— Start of Records supplied —

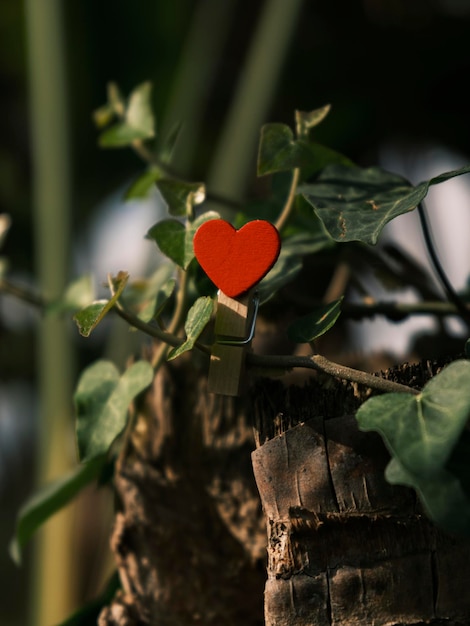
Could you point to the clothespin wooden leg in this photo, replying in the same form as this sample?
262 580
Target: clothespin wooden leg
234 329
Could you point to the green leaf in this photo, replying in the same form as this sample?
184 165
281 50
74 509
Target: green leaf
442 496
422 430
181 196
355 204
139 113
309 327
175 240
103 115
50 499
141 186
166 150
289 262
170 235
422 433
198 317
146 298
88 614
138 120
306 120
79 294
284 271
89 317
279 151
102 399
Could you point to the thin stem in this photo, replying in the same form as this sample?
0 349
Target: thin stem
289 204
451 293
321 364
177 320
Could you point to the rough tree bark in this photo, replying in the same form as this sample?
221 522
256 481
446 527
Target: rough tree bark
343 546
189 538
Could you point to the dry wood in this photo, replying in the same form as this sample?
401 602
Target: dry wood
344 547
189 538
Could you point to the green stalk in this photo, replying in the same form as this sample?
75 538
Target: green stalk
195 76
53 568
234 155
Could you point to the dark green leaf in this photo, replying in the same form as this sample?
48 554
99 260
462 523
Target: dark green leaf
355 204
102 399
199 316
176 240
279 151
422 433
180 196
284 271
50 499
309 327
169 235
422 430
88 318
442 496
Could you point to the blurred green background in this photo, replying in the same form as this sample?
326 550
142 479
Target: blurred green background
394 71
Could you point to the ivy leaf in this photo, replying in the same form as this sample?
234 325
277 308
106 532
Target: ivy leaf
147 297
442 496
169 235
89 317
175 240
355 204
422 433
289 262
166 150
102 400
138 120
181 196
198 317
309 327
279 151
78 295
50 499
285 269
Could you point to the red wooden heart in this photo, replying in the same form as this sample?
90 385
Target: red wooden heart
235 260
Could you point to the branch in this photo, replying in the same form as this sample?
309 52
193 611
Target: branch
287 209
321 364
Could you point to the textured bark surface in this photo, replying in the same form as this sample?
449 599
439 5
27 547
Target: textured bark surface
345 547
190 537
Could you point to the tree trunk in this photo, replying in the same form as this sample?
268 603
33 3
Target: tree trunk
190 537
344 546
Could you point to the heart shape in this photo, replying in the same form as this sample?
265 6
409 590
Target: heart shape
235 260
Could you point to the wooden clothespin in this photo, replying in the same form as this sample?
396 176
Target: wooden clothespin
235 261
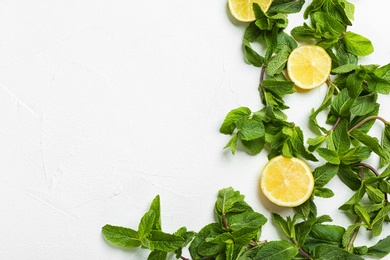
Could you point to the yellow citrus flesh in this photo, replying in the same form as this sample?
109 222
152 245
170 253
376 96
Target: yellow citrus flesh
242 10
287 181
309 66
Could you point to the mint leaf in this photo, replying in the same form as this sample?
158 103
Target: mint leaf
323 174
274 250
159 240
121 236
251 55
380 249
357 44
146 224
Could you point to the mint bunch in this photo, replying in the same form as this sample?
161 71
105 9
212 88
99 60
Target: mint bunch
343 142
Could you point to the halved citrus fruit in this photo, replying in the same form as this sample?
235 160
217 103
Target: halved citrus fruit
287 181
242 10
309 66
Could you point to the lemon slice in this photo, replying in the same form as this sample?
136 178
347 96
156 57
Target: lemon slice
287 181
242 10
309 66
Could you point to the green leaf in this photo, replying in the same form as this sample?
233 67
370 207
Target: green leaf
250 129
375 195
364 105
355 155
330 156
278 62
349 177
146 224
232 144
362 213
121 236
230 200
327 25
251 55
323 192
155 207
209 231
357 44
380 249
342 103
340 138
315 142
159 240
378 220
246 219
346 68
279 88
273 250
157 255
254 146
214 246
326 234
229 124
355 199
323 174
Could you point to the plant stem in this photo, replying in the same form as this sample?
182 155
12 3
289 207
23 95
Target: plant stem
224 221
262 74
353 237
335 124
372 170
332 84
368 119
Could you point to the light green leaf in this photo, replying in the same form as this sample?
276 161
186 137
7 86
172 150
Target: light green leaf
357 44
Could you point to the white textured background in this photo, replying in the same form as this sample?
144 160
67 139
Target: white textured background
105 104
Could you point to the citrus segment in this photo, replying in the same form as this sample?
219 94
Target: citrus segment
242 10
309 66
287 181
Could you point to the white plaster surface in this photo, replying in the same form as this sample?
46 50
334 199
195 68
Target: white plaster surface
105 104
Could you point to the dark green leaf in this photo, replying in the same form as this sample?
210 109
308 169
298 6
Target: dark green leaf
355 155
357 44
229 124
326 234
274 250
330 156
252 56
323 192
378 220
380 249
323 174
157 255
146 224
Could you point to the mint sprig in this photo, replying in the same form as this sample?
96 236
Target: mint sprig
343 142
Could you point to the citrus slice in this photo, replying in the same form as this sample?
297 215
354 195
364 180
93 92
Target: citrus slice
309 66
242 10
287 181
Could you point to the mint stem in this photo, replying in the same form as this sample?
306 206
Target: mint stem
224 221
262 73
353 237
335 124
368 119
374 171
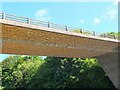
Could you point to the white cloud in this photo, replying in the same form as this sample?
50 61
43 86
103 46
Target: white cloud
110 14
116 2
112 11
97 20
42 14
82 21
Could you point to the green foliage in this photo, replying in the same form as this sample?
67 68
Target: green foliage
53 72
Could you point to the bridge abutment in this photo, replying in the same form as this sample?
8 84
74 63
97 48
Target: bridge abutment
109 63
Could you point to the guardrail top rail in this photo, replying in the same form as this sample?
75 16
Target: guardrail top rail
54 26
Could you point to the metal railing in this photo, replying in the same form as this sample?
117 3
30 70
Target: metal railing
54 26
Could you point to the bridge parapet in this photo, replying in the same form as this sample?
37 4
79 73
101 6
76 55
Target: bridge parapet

— End of Records supplied —

■ What the task requires ■
Rewrite the lines starting with the one that contains "Could you point to the bridge parapet" and going on through the end of the items, changing "bridge parapet" to "stone wall" and leaving everything else the same.

■ Worked answer ■
Could you point to the stone wall in this photo, replying in the same form as this sample?
37 4
79 73
101 6
76 55
Target: stone wall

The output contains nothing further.